### Exercise prompt
Swap "utility pole" for "telephone pole" throughout the listing below and reproduce every line otherwise unchanged, leaving the picture out of your answer.

### Dataset records
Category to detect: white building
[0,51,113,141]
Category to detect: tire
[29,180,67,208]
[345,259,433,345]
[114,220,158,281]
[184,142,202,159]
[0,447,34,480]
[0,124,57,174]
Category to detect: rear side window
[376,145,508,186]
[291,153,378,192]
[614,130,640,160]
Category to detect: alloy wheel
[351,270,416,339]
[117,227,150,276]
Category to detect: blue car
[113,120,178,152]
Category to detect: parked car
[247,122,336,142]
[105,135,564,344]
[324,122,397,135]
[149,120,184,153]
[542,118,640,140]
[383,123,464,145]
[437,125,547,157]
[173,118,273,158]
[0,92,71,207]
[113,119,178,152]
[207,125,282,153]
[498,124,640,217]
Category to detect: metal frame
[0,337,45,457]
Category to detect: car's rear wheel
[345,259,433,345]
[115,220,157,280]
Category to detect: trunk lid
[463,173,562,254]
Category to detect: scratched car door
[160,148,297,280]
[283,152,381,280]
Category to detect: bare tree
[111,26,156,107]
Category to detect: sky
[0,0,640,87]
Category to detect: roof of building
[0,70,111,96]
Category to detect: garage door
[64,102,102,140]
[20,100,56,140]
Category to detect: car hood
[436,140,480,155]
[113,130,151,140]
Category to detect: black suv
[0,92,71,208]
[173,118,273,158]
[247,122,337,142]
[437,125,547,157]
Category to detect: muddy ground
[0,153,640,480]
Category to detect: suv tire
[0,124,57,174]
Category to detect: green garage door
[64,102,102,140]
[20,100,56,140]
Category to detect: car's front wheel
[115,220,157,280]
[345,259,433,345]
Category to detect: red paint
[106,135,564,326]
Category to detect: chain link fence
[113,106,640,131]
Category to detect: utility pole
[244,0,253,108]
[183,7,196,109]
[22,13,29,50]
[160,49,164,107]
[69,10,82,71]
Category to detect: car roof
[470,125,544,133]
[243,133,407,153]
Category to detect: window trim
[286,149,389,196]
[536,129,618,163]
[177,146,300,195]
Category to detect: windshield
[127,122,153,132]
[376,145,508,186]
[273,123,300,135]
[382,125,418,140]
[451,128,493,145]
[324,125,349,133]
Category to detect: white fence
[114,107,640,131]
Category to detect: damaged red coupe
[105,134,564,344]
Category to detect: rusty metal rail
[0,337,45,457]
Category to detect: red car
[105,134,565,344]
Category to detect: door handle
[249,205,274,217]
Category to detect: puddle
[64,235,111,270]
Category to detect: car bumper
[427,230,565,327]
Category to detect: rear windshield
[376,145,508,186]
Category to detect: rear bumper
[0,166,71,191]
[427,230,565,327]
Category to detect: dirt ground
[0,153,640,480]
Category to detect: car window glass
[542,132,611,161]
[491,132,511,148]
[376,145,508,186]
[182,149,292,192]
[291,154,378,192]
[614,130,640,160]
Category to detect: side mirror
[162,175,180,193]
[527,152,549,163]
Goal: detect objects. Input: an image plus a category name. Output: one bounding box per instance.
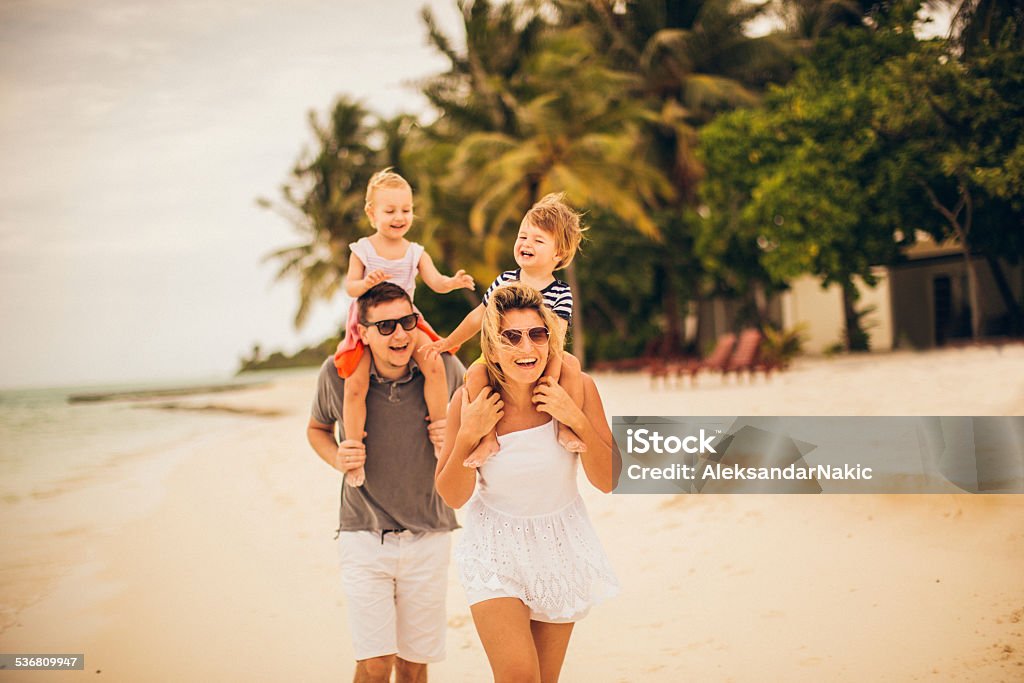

### Output for this exercise
Category to detect: white building
[0,51,113,141]
Category to detect: tire
[29,180,67,208]
[345,259,433,345]
[114,220,158,281]
[184,142,202,159]
[0,447,34,480]
[0,124,57,174]
Category to detect: rear side window
[376,145,508,186]
[291,153,378,192]
[614,130,640,160]
Category to detect: alloy wheel
[351,270,416,339]
[117,227,150,276]
Category to detect: blue car
[113,120,178,152]
Category to detect: parked car
[247,122,336,142]
[105,135,564,344]
[324,122,397,135]
[149,120,184,153]
[542,118,640,140]
[383,123,464,145]
[437,125,547,157]
[173,118,273,158]
[0,92,71,207]
[113,119,178,152]
[207,125,282,153]
[498,124,640,217]
Category to detect: metal frame
[0,337,45,457]
Category to detect: car's rear wheel
[345,259,433,345]
[115,220,157,280]
Category to detect: trunk lid
[463,173,562,254]
Category to detect: scratched car door
[160,148,297,280]
[283,152,381,280]
Category to detect: bare tree
[111,26,156,107]
Category to detect: sky
[0,0,640,87]
Category to detect: roof of building
[0,70,111,96]
Category to detect: garage door
[64,102,102,140]
[20,100,56,140]
Category to detect: car hood
[436,140,480,155]
[113,130,151,140]
Category to detect: black suv
[0,92,71,208]
[173,118,273,158]
[247,122,337,142]
[437,125,547,157]
Category to detect: muddy ground
[0,153,640,480]
Category to detect: suv tire
[0,124,57,174]
Category to detect: green garage door
[64,102,102,140]
[20,100,56,140]
Category to detect: car's front wheel
[115,220,157,280]
[345,259,433,345]
Category to detect: red paint
[106,135,564,326]
Category to detect: chain link fence
[113,106,640,131]
Category to detect: telephone pole
[244,0,253,108]
[183,7,196,109]
[22,13,29,50]
[160,49,164,107]
[69,10,82,71]
Category to detect: car roof
[470,125,544,133]
[243,133,407,153]
Category to detect: window trim
[286,149,389,196]
[536,129,618,163]
[177,146,300,195]
Category to detect: windshield
[127,122,153,132]
[376,145,508,186]
[273,123,300,135]
[382,125,418,140]
[451,128,493,145]
[324,125,349,133]
Category to detect: white fence
[114,107,640,131]
Category to detect: damaged red coupe
[105,134,564,344]
Category to detect: rusty metal rail
[0,337,45,457]
Category to detect: red car
[105,134,565,344]
Category to detect: door handle
[249,205,274,217]
Category to detect: puddle
[64,235,111,270]
Category to detect: car bumper
[427,230,565,327]
Category to detect: rear windshield
[376,145,508,186]
Category to detect: rear bumper
[0,166,71,191]
[427,230,565,327]
Category to detect: dirt ground
[0,153,640,480]
Category to detect: car window glass
[542,132,611,161]
[491,132,511,148]
[376,145,508,186]
[182,149,292,192]
[291,154,378,192]
[614,130,640,160]
Category to detect: side mirror
[162,175,180,193]
[527,152,549,163]
Goal: detect objects. Input: an image plus a category name. Output: one bounding box per instance.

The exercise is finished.